**GESTELLTE AUFGABE**
Stelle die folgenden Zeilen als JSON-Liste von Strings dar, mit einem String pro Zeile und ohne Leerzeilen. Beginne mit der Zeile, die "# point at: the white window" enthält, und ende mit der letzten Zeile, beide eingeschlossen.

- - -

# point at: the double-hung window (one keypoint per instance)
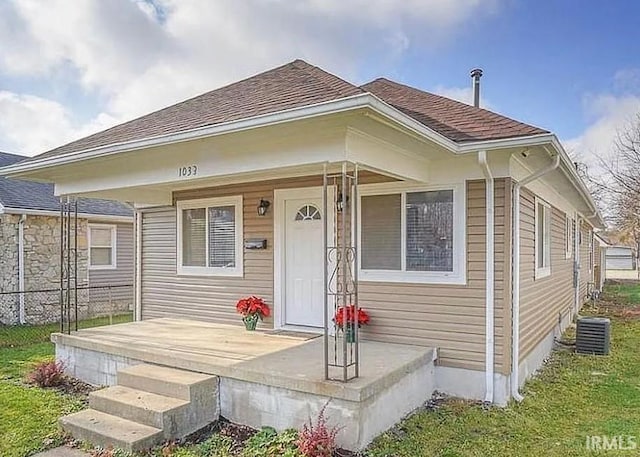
(210, 236)
(102, 247)
(542, 239)
(412, 235)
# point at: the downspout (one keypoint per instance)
(490, 275)
(515, 281)
(21, 310)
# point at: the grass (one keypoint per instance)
(11, 336)
(574, 396)
(29, 415)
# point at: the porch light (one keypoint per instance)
(341, 201)
(263, 206)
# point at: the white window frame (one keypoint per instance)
(459, 273)
(114, 244)
(236, 202)
(543, 272)
(568, 233)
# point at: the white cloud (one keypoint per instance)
(609, 115)
(136, 56)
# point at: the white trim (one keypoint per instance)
(568, 236)
(138, 264)
(93, 217)
(280, 196)
(459, 274)
(238, 270)
(544, 271)
(490, 268)
(114, 243)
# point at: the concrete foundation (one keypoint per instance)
(282, 388)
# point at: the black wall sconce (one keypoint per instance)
(341, 201)
(263, 206)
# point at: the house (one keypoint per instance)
(621, 262)
(30, 250)
(465, 234)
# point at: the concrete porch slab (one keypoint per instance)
(229, 351)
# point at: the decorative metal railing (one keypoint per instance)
(341, 329)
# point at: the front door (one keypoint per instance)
(303, 260)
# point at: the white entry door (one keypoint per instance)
(303, 260)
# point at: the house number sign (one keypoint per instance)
(188, 171)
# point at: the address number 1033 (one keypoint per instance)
(188, 171)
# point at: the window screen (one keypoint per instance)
(222, 237)
(381, 232)
(429, 231)
(193, 237)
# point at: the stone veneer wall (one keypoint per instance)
(42, 268)
(8, 267)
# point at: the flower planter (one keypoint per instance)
(350, 334)
(250, 321)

- - -

**ERGEBNIS DER AUFGABE**
[
  "# point at: the white window frame (one keypoint per instance)",
  "(459, 273)",
  "(114, 244)",
  "(236, 202)",
  "(543, 272)",
  "(568, 233)",
  "# point at: the white cloud (one keypoint per instance)",
  "(609, 115)",
  "(136, 56)",
  "# point at: the white trim (one keypoint per instance)",
  "(568, 236)",
  "(138, 264)",
  "(93, 217)",
  "(280, 196)",
  "(459, 274)",
  "(238, 270)",
  "(544, 271)",
  "(490, 268)",
  "(114, 243)",
  "# point at: the concrete foundation (one keypoint per instance)",
  "(282, 388)",
  "# point at: the black wall sconce (one keypoint per instance)",
  "(341, 201)",
  "(263, 206)",
  "# point at: the house (one keypoint per instance)",
  "(621, 262)",
  "(30, 250)",
  "(465, 234)",
  "# point at: the concrete porch slab (one keypoint per instance)",
  "(229, 351)",
  "# point at: the decorative metal railing (one keypoint per instance)",
  "(341, 329)",
  "# point at: the front door (one keypoint per instance)",
  "(303, 260)",
  "# point at: the white entry door (one keypoint per instance)",
  "(303, 260)",
  "# point at: the house number sign (one keypoint per instance)",
  "(188, 171)",
  "# point at: the address number 1033 (one keypoint per instance)",
  "(188, 171)",
  "# point at: the window screen (one keypoint per instance)",
  "(222, 237)",
  "(381, 232)",
  "(429, 231)",
  "(193, 237)",
  "# point at: the stone veneer wall (one keypoint per instance)",
  "(42, 268)",
  "(8, 267)",
  "# point at: the flower planter (one keypoint per instance)",
  "(350, 334)",
  "(250, 321)"
]